SELECTED PASSAGE.
[Begin]
Richard Cross | 20/20 Movie Reviews | www.2020-movie-reviews.com | English

The next time you hand over your £10.00 to watch the latest big budget movie release, remember that this is where it all began. Without a La sortie des usines Lumière there would have been no movies. It was the first film shown at the first screening in front of a paying public in Paris on 28th December 1895. It holds an important place in the history of cinema — even more important than the Harry Potter and Lord of the Rings movies, believe it or not — and provides the perfect starting point from which to explore the history of cinema.
The title roughly translates as Workers Leaving the Lumière Factory, and the film shows just that, the employees of the pioneering filmmakers Auguste and Louis Lumiere, pouring through the double gates of their factory in Lyon. It appears that they might have been primed about the camera waiting for them to emerge and instructed not to stare at it, but a few of course are unable to resist sneaking a peek. It’s not much to look at today, although it does of course provide a valuable insight into the clothes worn by the average worker, most of whom, it’s interesting to note, are women, but it must have blown them away on that December night in 1895. In fact, one member of the audience was Georges Melies, who was so impressed he even tried to purchase a camera from the Lumieres that very night, only to be told that it was just a novelty with no future! Fortunately, Melies refused to be discouraged and would go on to claim his own important place in the history of the cinema after producing hundreds of trick-photography movies in the years when the cinema was still finding its feet.
[End]
GIVEN INSTRUCTION.
Reproduce the film review word for word from "Richard Cross |" to "history of cinema.". Work from the film review alone.

Segmentation data:
[Begin]
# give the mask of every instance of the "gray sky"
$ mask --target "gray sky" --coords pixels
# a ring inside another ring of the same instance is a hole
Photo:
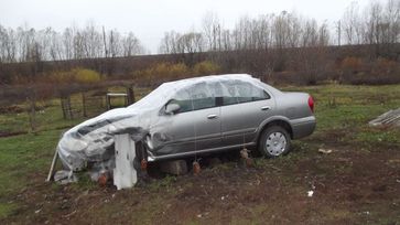
[[[383,0],[381,0],[383,1]],[[207,11],[216,12],[225,28],[233,28],[242,15],[257,17],[283,10],[337,21],[350,0],[0,0],[0,24],[17,28],[24,23],[35,29],[56,31],[73,23],[84,26],[89,20],[121,33],[132,31],[152,53],[165,31],[201,30]],[[358,0],[360,8],[370,0]]]

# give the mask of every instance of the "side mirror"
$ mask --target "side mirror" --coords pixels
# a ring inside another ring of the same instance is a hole
[[[181,106],[177,104],[169,104],[165,107],[166,114],[176,114],[181,109]]]

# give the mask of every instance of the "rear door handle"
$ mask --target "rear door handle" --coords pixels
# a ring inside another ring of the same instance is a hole
[[[261,107],[261,110],[263,110],[263,111],[267,111],[267,110],[270,110],[271,109],[271,106],[262,106]]]
[[[215,114],[212,114],[212,115],[208,115],[207,116],[207,119],[216,119],[216,118],[218,118],[218,116],[215,115]]]

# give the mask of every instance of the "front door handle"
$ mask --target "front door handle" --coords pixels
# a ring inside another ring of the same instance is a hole
[[[215,114],[212,114],[212,115],[208,115],[207,116],[207,119],[216,119],[216,118],[218,118],[218,116],[215,115]]]

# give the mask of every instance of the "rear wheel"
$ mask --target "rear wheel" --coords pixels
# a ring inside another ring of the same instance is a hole
[[[280,126],[271,126],[262,131],[259,151],[269,158],[285,154],[291,148],[291,138],[288,131]]]

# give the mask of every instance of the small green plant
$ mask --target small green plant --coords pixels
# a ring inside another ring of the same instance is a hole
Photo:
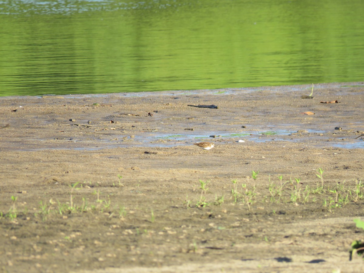
[[[310,94],[310,97],[312,96],[312,94],[313,94],[313,84],[312,83],[312,90],[311,90],[311,94]]]
[[[231,194],[233,197],[234,197],[234,202],[235,203],[236,203],[236,202],[238,201],[238,198],[239,197],[239,193],[238,192],[238,180],[237,179],[235,179],[233,180],[233,184],[234,185],[234,187],[233,189],[231,189]]]
[[[120,174],[118,174],[118,177],[119,178],[119,186],[124,187],[124,185],[123,185],[121,183],[121,179],[123,178],[123,177],[122,177]]]
[[[316,174],[316,176],[321,179],[321,186],[323,187],[324,187],[324,170],[321,167],[320,167],[317,169],[317,171],[320,173],[320,174]]]
[[[215,201],[214,201],[214,205],[217,206],[221,206],[224,203],[224,196],[222,195],[220,197],[217,197],[217,195],[215,195]]]
[[[250,189],[248,188],[246,184],[242,184],[242,187],[243,190],[243,193],[242,194],[242,202],[246,204],[248,209],[250,210],[251,209],[250,205],[254,202],[254,198],[257,195],[255,192],[256,187],[253,186],[252,189]]]
[[[301,180],[299,178],[294,178],[296,180],[296,184],[291,180],[291,184],[293,186],[293,192],[291,193],[291,202],[295,203],[296,201],[301,198]]]
[[[259,171],[252,171],[252,177],[254,180],[256,179],[258,177],[258,173],[259,173]]]
[[[155,218],[154,218],[154,213],[153,211],[153,209],[150,209],[151,213],[151,217],[150,218],[150,222],[152,223],[154,222],[154,220],[155,220]]]
[[[197,202],[196,205],[198,207],[205,207],[209,205],[209,203],[206,201],[206,198],[205,197],[205,195],[206,193],[206,191],[209,189],[206,187],[206,186],[209,181],[206,181],[205,182],[201,179],[200,179],[199,181],[201,185],[200,187],[200,189],[201,190],[201,194],[200,195],[199,199]]]
[[[356,227],[364,230],[364,222],[360,219],[354,219]],[[363,256],[364,254],[364,242],[361,241],[355,240],[351,243],[351,248],[349,250],[349,260],[351,261],[353,258],[353,254],[356,253],[358,256]],[[364,257],[362,258],[364,260]]]
[[[7,214],[6,216],[8,217],[12,221],[16,218],[17,215],[16,209],[15,207],[15,202],[18,199],[17,196],[11,195],[11,207],[9,210],[9,212]]]
[[[274,182],[270,181],[270,176],[269,176],[269,183],[268,184],[268,190],[269,192],[270,197],[270,201],[271,202],[274,202],[276,201],[279,202],[281,198],[282,197],[282,194],[283,192],[283,187],[286,185],[288,181],[283,183],[283,175],[280,175],[278,177],[278,178],[280,182],[280,186],[274,183]]]

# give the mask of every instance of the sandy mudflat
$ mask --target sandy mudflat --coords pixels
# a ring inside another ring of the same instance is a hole
[[[310,92],[0,97],[2,270],[360,272],[364,83]]]

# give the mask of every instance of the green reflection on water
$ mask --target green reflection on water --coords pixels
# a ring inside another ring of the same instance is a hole
[[[0,95],[363,80],[364,1],[0,3]]]

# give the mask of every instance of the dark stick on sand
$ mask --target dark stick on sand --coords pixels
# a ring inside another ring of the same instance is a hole
[[[193,107],[199,107],[201,108],[214,108],[215,109],[217,109],[219,108],[219,107],[217,105],[215,105],[213,104],[212,104],[211,105],[202,105],[200,104],[199,104],[198,105],[191,105],[190,104],[187,104],[187,106],[193,106]]]

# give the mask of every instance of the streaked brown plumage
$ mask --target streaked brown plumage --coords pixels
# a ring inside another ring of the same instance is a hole
[[[214,143],[211,142],[200,142],[199,143],[194,143],[193,145],[198,146],[203,150],[210,150],[215,147]]]

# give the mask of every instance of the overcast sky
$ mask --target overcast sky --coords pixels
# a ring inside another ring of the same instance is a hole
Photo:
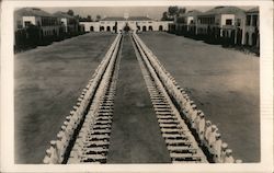
[[[207,11],[214,7],[185,7],[186,10]],[[243,10],[251,9],[252,7],[240,7]],[[43,10],[54,13],[56,11],[67,12],[69,9],[73,10],[75,14],[81,16],[91,15],[93,19],[99,14],[104,16],[124,16],[128,13],[129,16],[149,16],[151,19],[160,20],[162,13],[168,10],[168,7],[87,7],[87,8],[42,8]]]

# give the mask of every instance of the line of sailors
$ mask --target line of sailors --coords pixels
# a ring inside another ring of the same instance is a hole
[[[178,89],[178,88],[176,88]],[[206,147],[215,163],[241,163],[241,160],[235,160],[232,150],[222,142],[221,135],[216,125],[205,119],[204,113],[197,108],[195,103],[183,89],[180,89],[182,97],[180,100],[182,112],[186,115],[186,122],[197,134],[201,145]]]
[[[134,34],[136,36],[136,34]],[[222,142],[221,135],[218,132],[216,125],[213,125],[210,120],[205,119],[205,115],[197,106],[191,101],[184,89],[180,88],[175,79],[165,70],[158,58],[152,51],[136,36],[140,45],[145,49],[148,58],[152,62],[156,71],[160,74],[161,80],[168,88],[173,97],[179,101],[182,112],[186,115],[186,120],[191,125],[191,128],[197,134],[201,145],[206,147],[213,161],[216,163],[241,163],[241,160],[235,160],[232,157],[232,150],[228,148],[226,142]]]
[[[77,100],[76,106],[70,112],[69,116],[66,117],[64,125],[60,128],[60,131],[57,134],[57,140],[50,141],[49,149],[46,150],[46,155],[43,160],[45,164],[60,164],[65,160],[65,154],[69,142],[75,135],[76,129],[78,128],[80,120],[83,117],[84,111],[89,104],[89,96],[95,91],[95,83],[100,80],[100,76],[103,73],[103,69],[106,68],[107,61],[111,58],[112,50],[115,45],[118,43],[121,35],[116,37],[111,48],[105,55],[105,58],[98,66],[95,72],[93,73],[91,80],[87,86],[82,90],[80,97]]]

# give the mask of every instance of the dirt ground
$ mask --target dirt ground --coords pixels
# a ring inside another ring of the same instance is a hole
[[[128,35],[124,36],[122,48],[107,163],[170,163]]]
[[[85,34],[15,55],[15,163],[42,163],[114,37]]]
[[[260,58],[167,33],[141,33],[237,159],[260,161]]]

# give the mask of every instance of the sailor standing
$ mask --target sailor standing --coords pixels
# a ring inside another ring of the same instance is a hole
[[[216,140],[213,143],[212,151],[213,151],[215,162],[220,163],[220,154],[221,154],[221,143],[222,143],[222,141],[220,139],[220,134],[216,134],[215,137],[216,137]]]
[[[235,159],[232,157],[232,150],[227,149],[226,157],[225,157],[225,163],[233,163],[233,162],[235,162]]]

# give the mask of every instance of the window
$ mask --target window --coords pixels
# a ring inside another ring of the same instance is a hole
[[[25,27],[31,26],[32,22],[31,21],[25,21]]]
[[[232,25],[232,20],[226,20],[226,25]]]
[[[18,21],[18,28],[23,28],[21,21]]]
[[[250,22],[251,22],[251,15],[247,15],[247,26],[250,26]]]
[[[236,26],[241,26],[241,19],[237,19]]]
[[[256,26],[258,15],[253,15],[252,18],[252,26]]]

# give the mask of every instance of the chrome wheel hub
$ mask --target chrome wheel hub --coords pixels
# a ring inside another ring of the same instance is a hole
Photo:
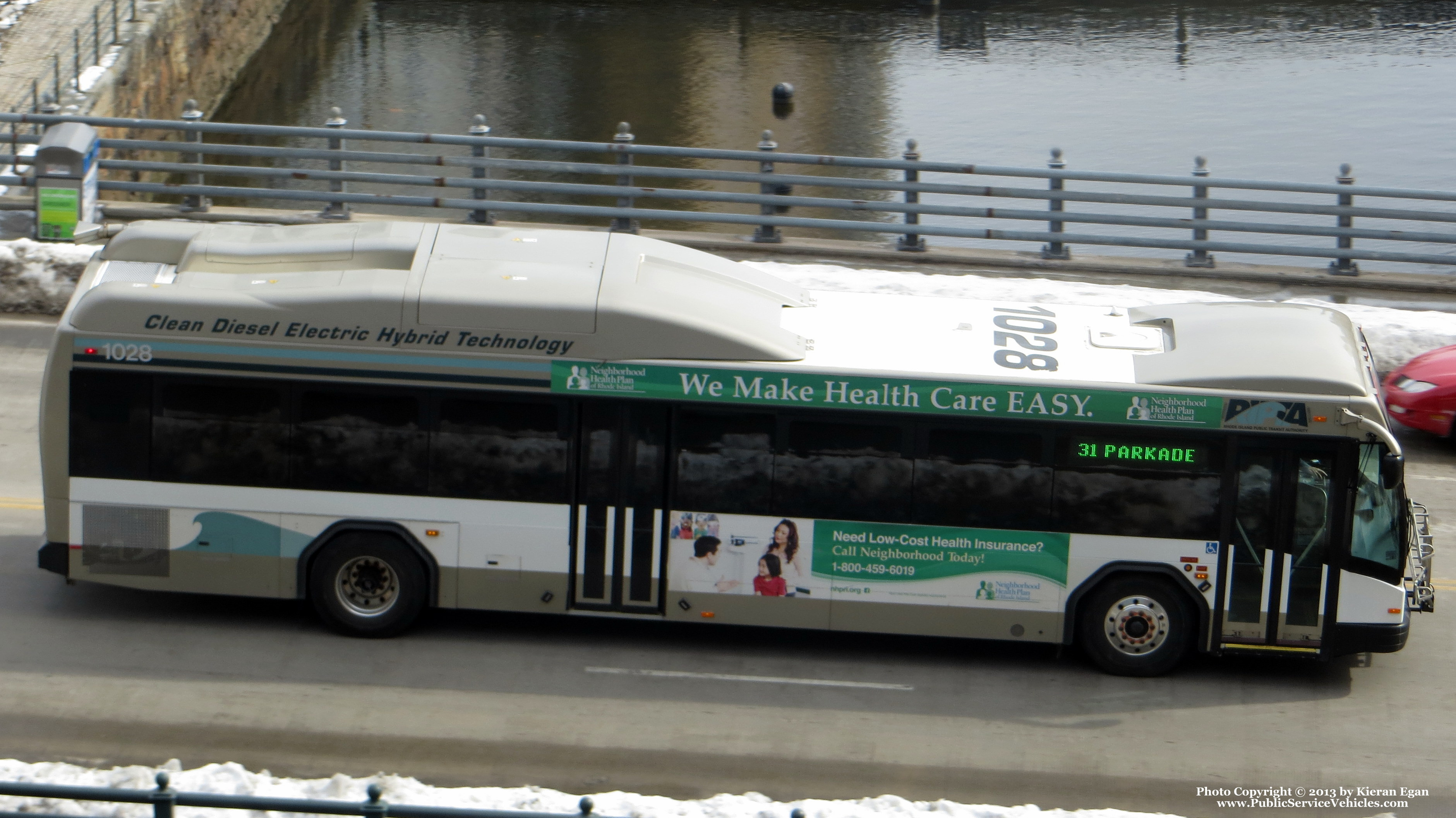
[[[373,617],[395,607],[399,600],[399,576],[379,557],[357,556],[339,566],[333,589],[349,613]]]
[[[1118,652],[1146,656],[1168,639],[1168,610],[1152,597],[1124,597],[1107,610],[1102,632]]]

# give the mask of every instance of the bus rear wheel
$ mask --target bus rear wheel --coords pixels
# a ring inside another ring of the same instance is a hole
[[[396,636],[425,607],[430,578],[397,537],[347,531],[325,546],[309,572],[319,617],[349,636]]]
[[[1162,675],[1188,654],[1194,614],[1185,594],[1155,576],[1101,585],[1080,611],[1082,649],[1114,675]]]

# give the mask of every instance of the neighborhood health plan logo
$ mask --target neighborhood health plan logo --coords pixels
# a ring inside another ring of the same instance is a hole
[[[616,364],[572,364],[552,368],[552,381],[561,380],[566,392],[613,392],[641,393],[638,380],[646,377],[646,367],[620,367]],[[552,383],[556,389],[556,383]]]
[[[1124,416],[1133,422],[1204,426],[1207,422],[1203,415],[1208,410],[1208,400],[1207,397],[1179,397],[1172,394],[1134,394]]]

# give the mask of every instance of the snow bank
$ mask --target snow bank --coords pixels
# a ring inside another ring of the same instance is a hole
[[[980,275],[926,275],[888,269],[849,269],[834,265],[748,262],[753,266],[810,290],[849,293],[893,293],[943,295],[987,301],[1031,301],[1042,304],[1107,304],[1143,307],[1188,301],[1243,301],[1220,293],[1159,290],[1131,284],[1092,284],[1047,278],[989,278]],[[1376,368],[1395,370],[1421,352],[1456,344],[1456,316],[1436,310],[1398,310],[1363,304],[1332,304],[1318,298],[1289,298],[1290,304],[1318,304],[1350,316],[1364,327]]]
[[[0,242],[0,313],[60,313],[100,245]]]
[[[364,801],[365,787],[379,783],[384,801],[430,806],[466,806],[475,809],[524,809],[537,812],[577,812],[579,796],[545,787],[432,787],[415,779],[376,774],[354,779],[336,774],[332,779],[280,779],[252,773],[240,764],[208,764],[182,770],[167,761],[163,770],[172,776],[172,789],[226,795],[259,795],[272,798],[329,798]],[[96,770],[63,763],[28,764],[0,760],[0,780],[36,782],[51,785],[103,786],[122,789],[153,789],[157,770],[153,767],[112,767]],[[807,818],[1176,818],[1153,812],[1125,809],[1041,809],[1035,805],[990,806],[954,801],[906,801],[894,795],[860,798],[856,801],[805,799],[778,802],[766,795],[715,795],[700,801],[677,801],[655,795],[604,792],[591,796],[594,812],[628,818],[788,818],[794,808],[804,809]],[[86,815],[105,818],[149,818],[146,803],[99,803],[50,801],[41,798],[0,798],[0,809],[50,812],[52,815]],[[178,818],[248,818],[232,809],[179,808]]]

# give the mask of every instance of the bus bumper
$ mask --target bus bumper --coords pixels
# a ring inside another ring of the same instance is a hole
[[[52,571],[61,576],[70,576],[71,547],[66,543],[45,543],[41,546],[36,563],[45,571]]]
[[[1405,648],[1405,640],[1411,635],[1411,616],[1395,624],[1364,624],[1341,622],[1335,623],[1329,638],[1331,656],[1347,656],[1350,654],[1393,654]]]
[End]
RESULT FOR THIS EXERCISE.
Richard Cross | 20/20 Movie Reviews | www.2020-movie-reviews.com | English

The next time you hand over your £10.00 to watch the latest big budget movie release, remember that this is where it all began. Without a La sortie des usines Lumière there would have been no movies. It was the first film shown at the first screening in front of a paying public in Paris on 28th December 1895. It holds an important place in the history of cinema — even more important than the Harry Potter and Lord of the Rings movies, believe it or not — and provides the perfect starting point from which to explore the history of cinema.